High Court closes litigation floodgates on rehearing Nominet rulings
In Toth v Emirates ( EWHC 517 (Ch), March 7 2012), the High Court of England and Wales has struck out Michael Toth's claim in relation to a declaration of lack of abusive registration.
In 2002 Toth registered the domain name 'emirates.co.uk'. In 2008 he was contacted by solicitors representing Emirates (which runs the well-known airline associated with the United Arab Emirates) requesting that he transfer the domain name to Emirates. Toth did not comply with this request and, in 2010, Emirates used Nominet's Dispute Resolution Service (DRS) to contend that the domain name was an abusive registration, and sought to have it transferred.
At the first stage of the Nominet proceedings (based on an expert determination), Toth succeeded and the complaint was rejected. At the appeal stage, however, the appeal panel upheld Emirates’ complaint and decided that the domain name should be transferred.
Toth subsequently initiated proceedings before the Patents County Court, essentially asking the court to decide that the domain name should stay under his control. In this regard, Toth sought several declarations from the court, including one that “the domain name is not an abusive registration in the hands of the claimant within the meaning of the Nominet Policy properly construed”. Emirates applied to strike out Toth’s claim.
The application came before HHJ Birss QC. In his judgment of June 13 2011 ( EWPCC 18), the judge struck out one of Toth’s declaratory requests, stayed the hearing of two more, but allowed the request for the aforementioned declaration to continue to trial.
Emirates appealed the decision to allow this element of the claim to continue. The appeal came before Mr Justice Mann in the High Court. By the time of the hearing of the appeal, Nominet had applied for, and been granted, permission to intervene.
The judge was required to consider:
- the construction of the contract between Toth and Nominet (to which Emirates was found to have become a party when it submitted its complaint);
- the associated dispute resolution rules; and
- whether these and the resultant DRS permitted Toth to have any form of re-hearing before a court in relation to the decision on abusive registration.
Because the judge was being invited to strike out Toth’s claim, an initial consideration was whether any additional material, relevant to the factual matrix, would be available at trial. The judge ultimately considered that he could rule on what was a “straight point of construction” at the application stage.
Toth sought to rely upon various documents as forming part of the factual matrix that the judge had to consider. However, with reference to the judgment of Lord Collins SCJ in Sigma Finance Corp ( 1 All ER 571 at 589 g-j), the judge acknowledged that, because the relevant contractual documents would have a number of different adherents over a period of time (different complainants and registrants), the concept of the background matrix of fact was likely to be of little assistance in a contract of this nature. Therefore, the court did not take these additional documents into account.
In contending that the DRS did permit a re-hearing, Toth relied in particular on two terms:
- Paragraph 10(d) of what was referred to as the 'Nominet Policy':
"The operation of the DRS will not prevent either the complainant or the respondent from submitting the dispute to the court of competent jurisdiction."

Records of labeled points
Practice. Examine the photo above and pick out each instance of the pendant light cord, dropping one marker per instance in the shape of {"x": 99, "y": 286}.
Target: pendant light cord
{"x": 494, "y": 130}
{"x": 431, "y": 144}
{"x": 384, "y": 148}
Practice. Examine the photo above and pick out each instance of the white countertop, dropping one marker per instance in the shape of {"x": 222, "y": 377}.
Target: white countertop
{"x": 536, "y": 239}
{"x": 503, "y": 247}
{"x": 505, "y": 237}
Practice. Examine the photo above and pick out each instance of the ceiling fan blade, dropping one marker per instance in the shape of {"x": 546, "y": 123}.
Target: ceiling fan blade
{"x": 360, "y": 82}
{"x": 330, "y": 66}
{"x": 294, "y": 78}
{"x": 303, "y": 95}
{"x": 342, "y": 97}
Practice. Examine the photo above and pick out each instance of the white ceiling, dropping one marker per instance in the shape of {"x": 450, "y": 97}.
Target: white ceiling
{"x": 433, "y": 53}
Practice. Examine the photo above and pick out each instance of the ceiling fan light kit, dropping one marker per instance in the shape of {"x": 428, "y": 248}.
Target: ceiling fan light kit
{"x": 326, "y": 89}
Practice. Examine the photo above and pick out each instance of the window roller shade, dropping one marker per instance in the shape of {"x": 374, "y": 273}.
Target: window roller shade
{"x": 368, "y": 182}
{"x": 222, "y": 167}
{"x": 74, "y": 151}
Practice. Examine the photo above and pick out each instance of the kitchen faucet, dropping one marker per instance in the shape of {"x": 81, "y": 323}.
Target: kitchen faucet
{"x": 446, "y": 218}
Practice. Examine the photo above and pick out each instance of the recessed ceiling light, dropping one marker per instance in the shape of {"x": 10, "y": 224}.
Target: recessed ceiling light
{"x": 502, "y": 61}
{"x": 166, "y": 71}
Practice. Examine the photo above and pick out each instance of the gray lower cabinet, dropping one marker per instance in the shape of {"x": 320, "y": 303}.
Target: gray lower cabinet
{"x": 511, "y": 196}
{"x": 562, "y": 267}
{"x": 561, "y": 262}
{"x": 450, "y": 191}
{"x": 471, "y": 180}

* **TO-DO LIST**:
1. List the matters that the article on Toth v Emirates says the judge was required to consider.
2. Decide whether each statement agrees with the article on Toth v Emirates, answering yes or no and quoting the words that settle it: (a) Toth registered the domain name in 2002. (b) Toth lost at the first stage of the Nominet proceedings. (c) The court took Toth's additional documents into account.
3. Carry on the article on Toth v Emirates from the point where it stops.

* **THE REPLIES**:
1.
- The construction of the contract between Toth and Nominet, to which Emirates was found to have become a party when it submitted its complaint
- The associated dispute resolution rules
- Whether these and the resultant DRS permitted Toth to have any form of re-hearing before a court in relation to the decision on abusive registration

2.
(a) Yes: "In 2002 Toth registered the domain name 'emirates.co.uk'."
(b) No: "Toth succeeded and the complaint was rejected."
(c) No: "the court did not take these additional documents into account."

3.
- Paragraph 17(c) of what was referred to as the 'Nominet Procedure':
"c. If the expert makes a decision that a domain name registration should be cancelled, suspended, transferred or otherwise amended, we will implement that decision by making any necessary changes to our domain name register database after ten (10) days of the date that the parties were notified unless during the ten (10) days following the date that the parties were notified we receive from either party:
i. an appeal or statement of intention to appeal complying with Paragraph 18, in which case we will take no further action in respect of the domain name until the appeal is concluded; or
ii. official documentation showing that the party has issued and served (or, in the case of service outside England and Wales, commenced the process of serving) legal proceedings against the other party in respect of the domain name…"
While these two terms do make reference to submission of the dispute to a court and commencement of legal proceedings following a decision that a domain name should be cancelled, transferred or amended, the judge did not agree that the DRS permitted a re-hearing of the question of abusive registration. This decision was based on the following factors:
- The DRS was said to be much more consistent with the view that the question was one for the Nominet expert alone.
- The judge found that the DRS, as a whole, was intended to create a self-contained dispute resolution mechanism which was “closely regulated, cheap, quick and (apparently) efficient”, and adding a parallel route of applying to a court “would be inimical to the apparent intention of the parties.”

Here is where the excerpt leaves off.